● **Task goal**: Give every line from the start of the entries through the line containing "x=92, y=107", both included, as a numbered list without blank lines. Leave the pictures out.

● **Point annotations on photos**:
- - - - - - -

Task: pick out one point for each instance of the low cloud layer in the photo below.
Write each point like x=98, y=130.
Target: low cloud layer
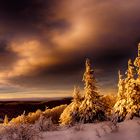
x=44, y=44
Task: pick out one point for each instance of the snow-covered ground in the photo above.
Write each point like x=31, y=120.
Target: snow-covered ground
x=127, y=130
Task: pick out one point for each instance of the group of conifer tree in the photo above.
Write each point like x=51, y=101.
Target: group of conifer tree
x=93, y=107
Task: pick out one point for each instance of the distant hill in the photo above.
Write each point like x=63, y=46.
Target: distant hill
x=15, y=108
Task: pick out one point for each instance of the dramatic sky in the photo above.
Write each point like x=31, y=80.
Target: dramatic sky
x=44, y=43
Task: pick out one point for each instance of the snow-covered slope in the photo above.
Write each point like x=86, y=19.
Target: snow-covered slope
x=127, y=130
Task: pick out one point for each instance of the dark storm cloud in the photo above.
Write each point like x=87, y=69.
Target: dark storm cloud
x=48, y=41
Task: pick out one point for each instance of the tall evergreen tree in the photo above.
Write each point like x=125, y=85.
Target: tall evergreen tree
x=5, y=120
x=91, y=108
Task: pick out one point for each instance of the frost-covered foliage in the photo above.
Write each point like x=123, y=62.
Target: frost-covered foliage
x=88, y=109
x=5, y=120
x=128, y=102
x=54, y=113
x=109, y=101
x=45, y=124
x=71, y=114
x=92, y=107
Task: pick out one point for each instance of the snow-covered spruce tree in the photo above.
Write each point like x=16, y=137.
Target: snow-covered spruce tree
x=91, y=108
x=71, y=114
x=129, y=104
x=5, y=120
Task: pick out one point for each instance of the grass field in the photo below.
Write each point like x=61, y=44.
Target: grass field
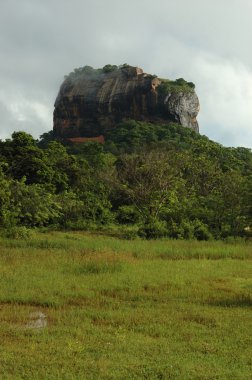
x=118, y=309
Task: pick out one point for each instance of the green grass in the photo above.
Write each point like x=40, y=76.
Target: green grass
x=120, y=309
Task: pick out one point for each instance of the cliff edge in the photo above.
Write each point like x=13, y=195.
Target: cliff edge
x=92, y=101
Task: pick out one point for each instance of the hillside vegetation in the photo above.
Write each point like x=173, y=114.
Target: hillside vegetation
x=147, y=180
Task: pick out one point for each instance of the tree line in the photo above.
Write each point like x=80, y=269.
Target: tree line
x=148, y=180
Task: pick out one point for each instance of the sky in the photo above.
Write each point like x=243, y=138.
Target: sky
x=207, y=42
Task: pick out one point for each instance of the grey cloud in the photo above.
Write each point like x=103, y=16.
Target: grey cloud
x=206, y=42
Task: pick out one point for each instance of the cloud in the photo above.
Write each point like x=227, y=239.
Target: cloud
x=206, y=42
x=225, y=90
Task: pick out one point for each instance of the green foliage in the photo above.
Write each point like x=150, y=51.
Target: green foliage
x=179, y=85
x=148, y=179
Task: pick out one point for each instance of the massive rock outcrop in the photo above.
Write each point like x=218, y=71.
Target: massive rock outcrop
x=90, y=102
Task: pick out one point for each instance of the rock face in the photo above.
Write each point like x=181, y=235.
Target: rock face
x=90, y=102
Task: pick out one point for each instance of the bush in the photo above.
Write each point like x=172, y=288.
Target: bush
x=153, y=229
x=127, y=215
x=201, y=231
x=18, y=233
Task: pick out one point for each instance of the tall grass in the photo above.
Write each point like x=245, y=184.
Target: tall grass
x=120, y=309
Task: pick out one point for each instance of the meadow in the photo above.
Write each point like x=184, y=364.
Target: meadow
x=124, y=309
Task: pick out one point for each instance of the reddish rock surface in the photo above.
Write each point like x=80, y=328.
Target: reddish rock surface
x=91, y=102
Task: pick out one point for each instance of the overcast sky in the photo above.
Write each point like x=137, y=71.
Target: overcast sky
x=207, y=42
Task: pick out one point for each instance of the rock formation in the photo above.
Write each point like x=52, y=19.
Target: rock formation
x=91, y=102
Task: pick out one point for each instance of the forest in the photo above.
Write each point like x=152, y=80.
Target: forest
x=146, y=181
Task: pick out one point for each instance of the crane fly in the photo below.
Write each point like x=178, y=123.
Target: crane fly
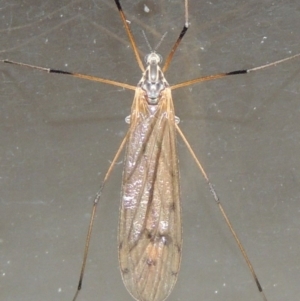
x=150, y=232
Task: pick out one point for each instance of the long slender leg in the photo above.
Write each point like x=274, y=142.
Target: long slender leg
x=181, y=35
x=228, y=222
x=130, y=36
x=74, y=74
x=96, y=201
x=236, y=72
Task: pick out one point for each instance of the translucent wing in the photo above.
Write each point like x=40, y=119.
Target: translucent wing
x=150, y=235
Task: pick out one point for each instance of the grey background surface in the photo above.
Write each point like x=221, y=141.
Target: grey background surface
x=58, y=135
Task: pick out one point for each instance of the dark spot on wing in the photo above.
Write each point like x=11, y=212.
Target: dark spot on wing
x=178, y=248
x=173, y=206
x=151, y=262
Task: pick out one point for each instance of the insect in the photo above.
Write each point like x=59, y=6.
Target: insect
x=161, y=122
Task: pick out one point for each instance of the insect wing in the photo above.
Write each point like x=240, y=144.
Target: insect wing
x=150, y=234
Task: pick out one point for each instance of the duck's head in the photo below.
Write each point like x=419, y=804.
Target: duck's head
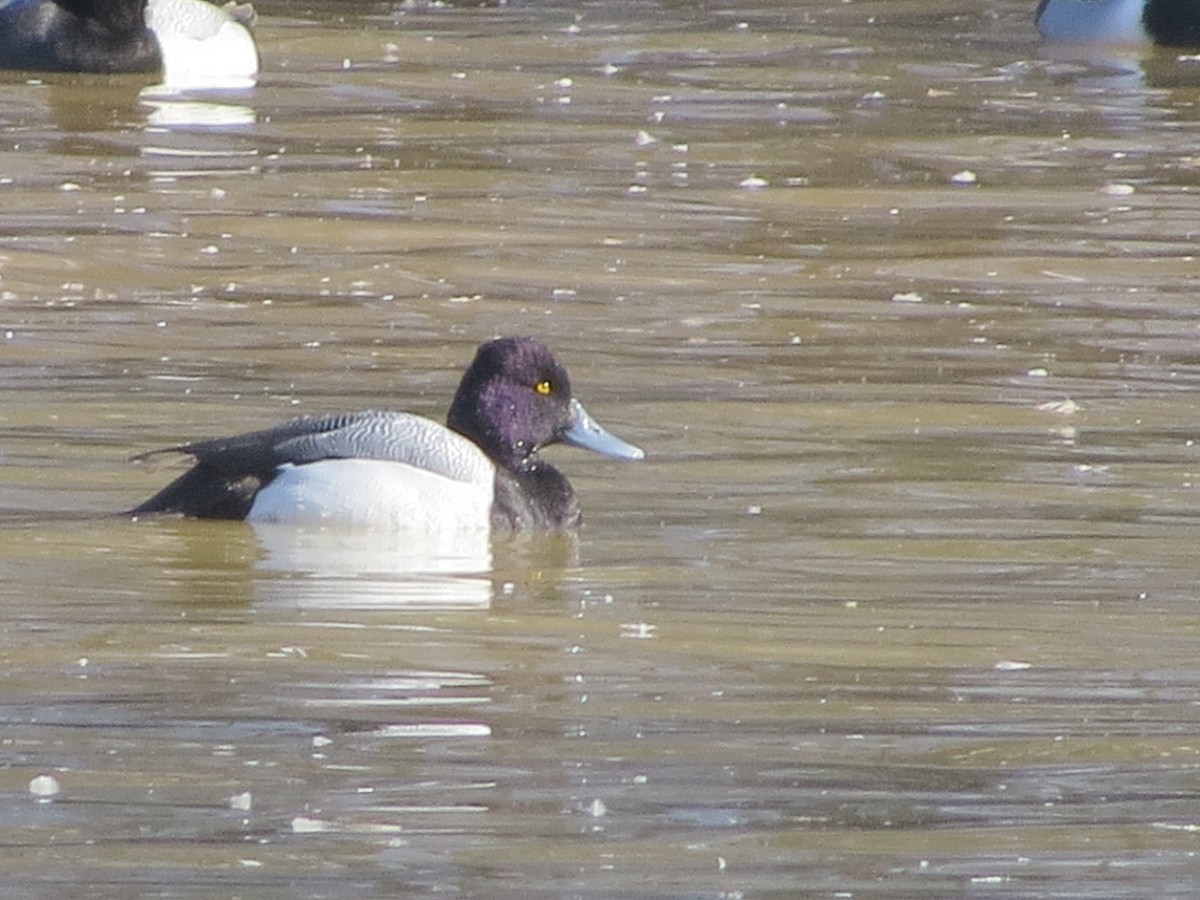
x=516, y=399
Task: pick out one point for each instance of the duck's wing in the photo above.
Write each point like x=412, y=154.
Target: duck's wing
x=229, y=472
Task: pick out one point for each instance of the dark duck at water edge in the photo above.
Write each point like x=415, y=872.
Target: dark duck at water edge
x=1170, y=23
x=399, y=471
x=190, y=42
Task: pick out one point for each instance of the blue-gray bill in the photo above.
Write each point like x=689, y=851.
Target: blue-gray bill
x=586, y=432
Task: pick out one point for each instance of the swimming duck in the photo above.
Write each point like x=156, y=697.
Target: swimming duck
x=1171, y=23
x=192, y=42
x=400, y=471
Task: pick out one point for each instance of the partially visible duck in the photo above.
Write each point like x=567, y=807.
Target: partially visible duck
x=400, y=471
x=1171, y=23
x=191, y=42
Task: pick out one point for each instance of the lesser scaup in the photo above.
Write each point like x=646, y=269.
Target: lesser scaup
x=191, y=42
x=401, y=471
x=1171, y=23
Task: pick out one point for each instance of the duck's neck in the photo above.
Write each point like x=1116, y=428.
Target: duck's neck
x=534, y=497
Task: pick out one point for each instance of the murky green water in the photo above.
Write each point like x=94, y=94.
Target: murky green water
x=901, y=603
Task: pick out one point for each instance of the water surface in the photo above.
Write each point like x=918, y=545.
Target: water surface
x=900, y=604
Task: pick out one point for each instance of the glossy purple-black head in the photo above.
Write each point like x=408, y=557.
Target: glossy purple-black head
x=516, y=399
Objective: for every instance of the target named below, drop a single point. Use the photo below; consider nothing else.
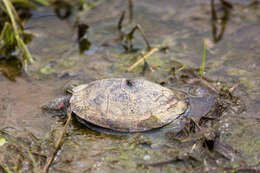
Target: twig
(148, 54)
(58, 145)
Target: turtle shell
(127, 105)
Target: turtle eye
(129, 83)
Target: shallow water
(232, 57)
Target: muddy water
(232, 57)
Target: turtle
(124, 104)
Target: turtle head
(58, 106)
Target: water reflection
(218, 21)
(10, 67)
(62, 9)
(83, 42)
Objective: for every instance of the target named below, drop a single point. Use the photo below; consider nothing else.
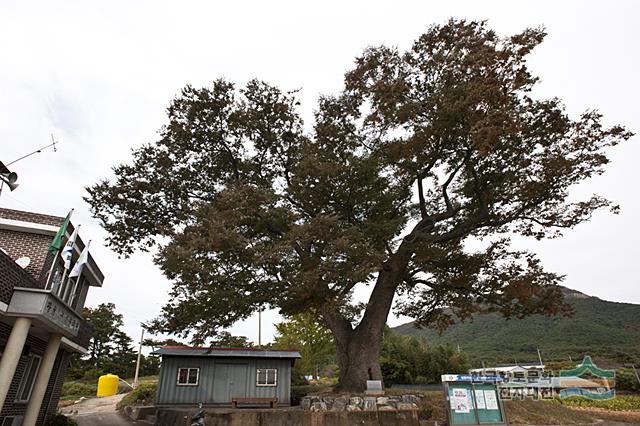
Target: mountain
(607, 330)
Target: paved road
(98, 412)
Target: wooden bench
(273, 402)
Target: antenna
(37, 151)
(10, 178)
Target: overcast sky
(99, 75)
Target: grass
(76, 389)
(619, 403)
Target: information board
(471, 401)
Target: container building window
(28, 378)
(267, 377)
(188, 376)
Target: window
(188, 376)
(267, 377)
(28, 378)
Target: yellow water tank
(107, 385)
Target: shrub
(60, 420)
(144, 394)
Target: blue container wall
(221, 379)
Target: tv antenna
(39, 150)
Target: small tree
(224, 339)
(105, 324)
(422, 152)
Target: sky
(99, 76)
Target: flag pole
(135, 379)
(57, 245)
(53, 264)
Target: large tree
(421, 153)
(307, 333)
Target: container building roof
(227, 352)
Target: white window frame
(188, 374)
(25, 376)
(266, 376)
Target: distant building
(215, 376)
(515, 373)
(532, 381)
(40, 326)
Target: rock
(319, 406)
(305, 403)
(355, 401)
(382, 400)
(369, 403)
(407, 406)
(340, 403)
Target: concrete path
(98, 412)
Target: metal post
(135, 379)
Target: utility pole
(259, 329)
(539, 357)
(135, 379)
(636, 371)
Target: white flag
(77, 268)
(67, 252)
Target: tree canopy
(307, 333)
(421, 152)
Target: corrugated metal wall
(208, 391)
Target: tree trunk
(358, 350)
(358, 359)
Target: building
(214, 376)
(514, 373)
(41, 324)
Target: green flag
(56, 244)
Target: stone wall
(289, 417)
(358, 403)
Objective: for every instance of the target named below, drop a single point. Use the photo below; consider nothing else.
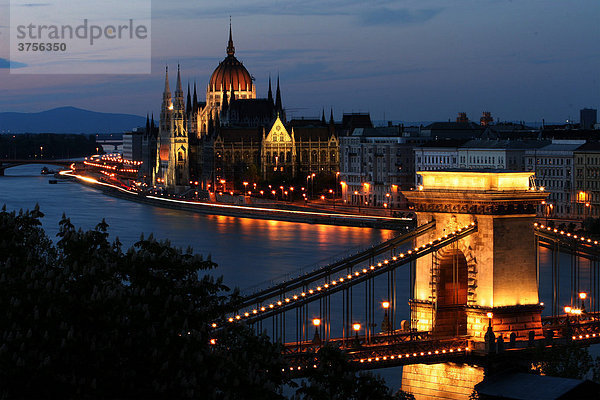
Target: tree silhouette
(85, 319)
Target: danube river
(251, 254)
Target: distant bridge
(9, 163)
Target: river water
(251, 254)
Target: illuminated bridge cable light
(326, 285)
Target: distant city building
(486, 119)
(190, 144)
(462, 117)
(588, 118)
(473, 154)
(132, 144)
(587, 180)
(452, 130)
(554, 169)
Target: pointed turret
(270, 93)
(178, 103)
(230, 48)
(167, 89)
(167, 105)
(188, 104)
(179, 89)
(278, 105)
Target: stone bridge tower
(493, 270)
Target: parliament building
(233, 135)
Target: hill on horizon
(68, 120)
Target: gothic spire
(179, 89)
(230, 48)
(224, 104)
(278, 105)
(195, 104)
(270, 93)
(167, 89)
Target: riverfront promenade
(270, 211)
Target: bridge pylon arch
(493, 270)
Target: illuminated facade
(487, 271)
(375, 165)
(488, 278)
(188, 138)
(172, 161)
(554, 169)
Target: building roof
(231, 135)
(251, 109)
(591, 147)
(453, 126)
(555, 146)
(356, 120)
(522, 386)
(305, 122)
(444, 143)
(311, 133)
(230, 72)
(504, 144)
(387, 131)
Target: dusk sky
(408, 60)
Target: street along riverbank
(270, 212)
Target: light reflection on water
(250, 253)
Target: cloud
(403, 16)
(4, 64)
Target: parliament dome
(230, 71)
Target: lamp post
(582, 296)
(385, 325)
(356, 327)
(316, 338)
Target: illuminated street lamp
(385, 325)
(583, 296)
(356, 327)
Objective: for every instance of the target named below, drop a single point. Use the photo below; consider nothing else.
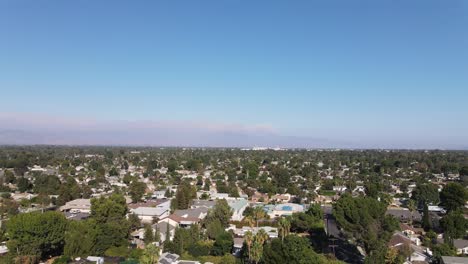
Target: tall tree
(150, 255)
(36, 235)
(453, 196)
(137, 190)
(284, 227)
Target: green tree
(149, 234)
(113, 229)
(134, 221)
(36, 235)
(150, 255)
(80, 238)
(284, 227)
(221, 212)
(23, 184)
(425, 193)
(365, 219)
(426, 219)
(223, 244)
(137, 190)
(454, 225)
(453, 196)
(294, 250)
(411, 208)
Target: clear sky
(363, 73)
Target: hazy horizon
(380, 75)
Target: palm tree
(250, 221)
(284, 226)
(412, 208)
(248, 240)
(257, 251)
(261, 236)
(258, 213)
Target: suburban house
(238, 207)
(187, 217)
(454, 260)
(164, 228)
(284, 209)
(237, 247)
(400, 241)
(171, 258)
(240, 232)
(404, 215)
(149, 214)
(77, 206)
(461, 245)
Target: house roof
(398, 239)
(197, 213)
(149, 211)
(404, 214)
(454, 260)
(460, 243)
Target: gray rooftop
(454, 260)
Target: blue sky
(369, 73)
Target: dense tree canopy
(365, 219)
(37, 235)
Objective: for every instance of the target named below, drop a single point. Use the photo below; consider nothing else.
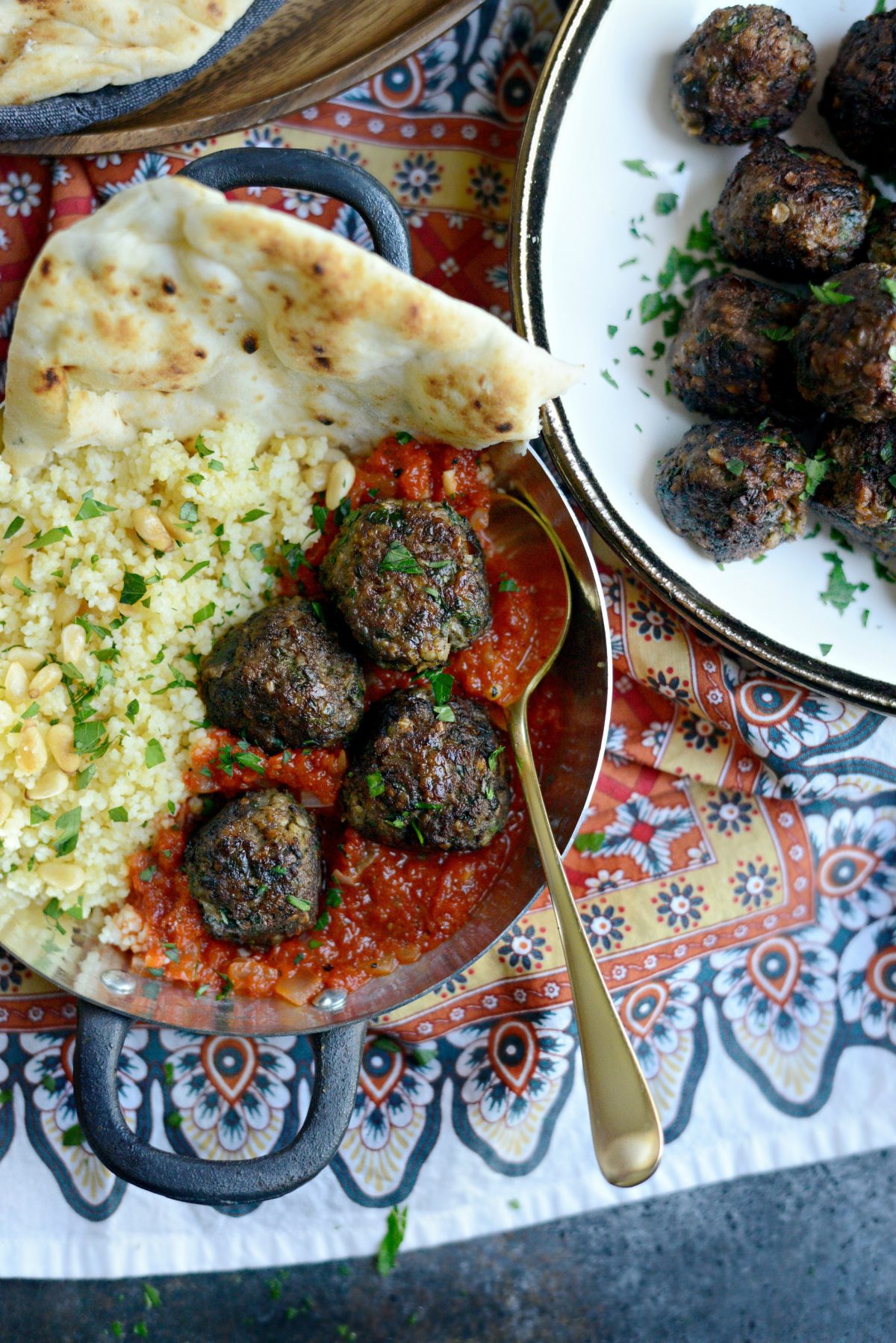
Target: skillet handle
(309, 170)
(99, 1043)
(337, 1050)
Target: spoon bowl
(625, 1126)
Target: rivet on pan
(119, 981)
(331, 999)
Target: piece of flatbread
(172, 308)
(73, 46)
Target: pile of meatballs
(800, 383)
(408, 587)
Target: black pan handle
(99, 1043)
(309, 170)
(337, 1050)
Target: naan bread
(172, 308)
(74, 46)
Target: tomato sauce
(381, 907)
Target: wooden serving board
(308, 52)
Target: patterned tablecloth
(743, 900)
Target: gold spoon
(625, 1126)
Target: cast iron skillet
(111, 994)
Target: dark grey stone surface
(805, 1256)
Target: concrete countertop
(801, 1255)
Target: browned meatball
(744, 72)
(255, 869)
(845, 344)
(428, 781)
(882, 235)
(408, 579)
(734, 488)
(793, 214)
(859, 99)
(859, 489)
(731, 355)
(281, 680)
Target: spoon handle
(625, 1126)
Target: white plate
(605, 99)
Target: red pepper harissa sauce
(381, 907)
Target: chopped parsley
(153, 755)
(67, 825)
(399, 559)
(193, 568)
(391, 1243)
(50, 538)
(829, 293)
(588, 843)
(640, 167)
(132, 590)
(840, 592)
(92, 508)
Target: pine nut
(50, 784)
(339, 483)
(151, 530)
(63, 876)
(67, 607)
(31, 754)
(8, 578)
(60, 742)
(30, 658)
(16, 681)
(73, 641)
(47, 678)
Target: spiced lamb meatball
(281, 680)
(408, 580)
(859, 491)
(731, 356)
(255, 869)
(422, 781)
(882, 235)
(791, 212)
(734, 489)
(845, 344)
(747, 70)
(859, 99)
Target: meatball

- - - - - - -

● **Answer to this problem**:
1. Task: pick out one point for each instance of the low cloud layer in the photo below.
2. Write each point like x=98, y=130.
3. Target: low cloud layer
4. x=44, y=44
5. Task: pick out one point for each instance of the snow-covered ground in the photo above.
6. Write each point like x=31, y=120.
7. Target: snow-covered ground
8. x=127, y=130
9. Task: pick out one point for each instance of the group of conifer tree in the photo above.
10. Write each point like x=51, y=101.
11. Target: group of conifer tree
12. x=93, y=107
13. Task: pick out one point for each instance of the distant hill in the photo above.
14. Write each point like x=63, y=46.
15. Target: distant hill
16. x=15, y=108
17. Task: pick out one point for each instance of the dramatic sky in the photo above.
18. Write each point like x=31, y=80.
19. Target: dramatic sky
20. x=44, y=43
21. Task: pick out one point for each instance of the snow-covered slope in the photo above.
22. Write each point like x=86, y=19.
23. Target: snow-covered slope
24. x=127, y=130
25. Task: pick out one point for each instance of the dark storm cloud in the photo above.
26. Write each point like x=87, y=69.
27. Target: dark storm cloud
28. x=48, y=41
29. Task: pick out one point for each instance of the tall evergreen tree in the photo above.
30. Write each point like x=125, y=85.
31. Target: tall evergreen tree
32. x=5, y=120
33. x=91, y=108
34. Task: pick out one point for each instance of the frost-covered foliage in the photo above.
35. Write each point like x=123, y=62.
36. Target: frost-covered foliage
37. x=88, y=109
38. x=5, y=120
39. x=128, y=102
40. x=54, y=113
41. x=109, y=101
42. x=45, y=124
43. x=71, y=114
44. x=92, y=107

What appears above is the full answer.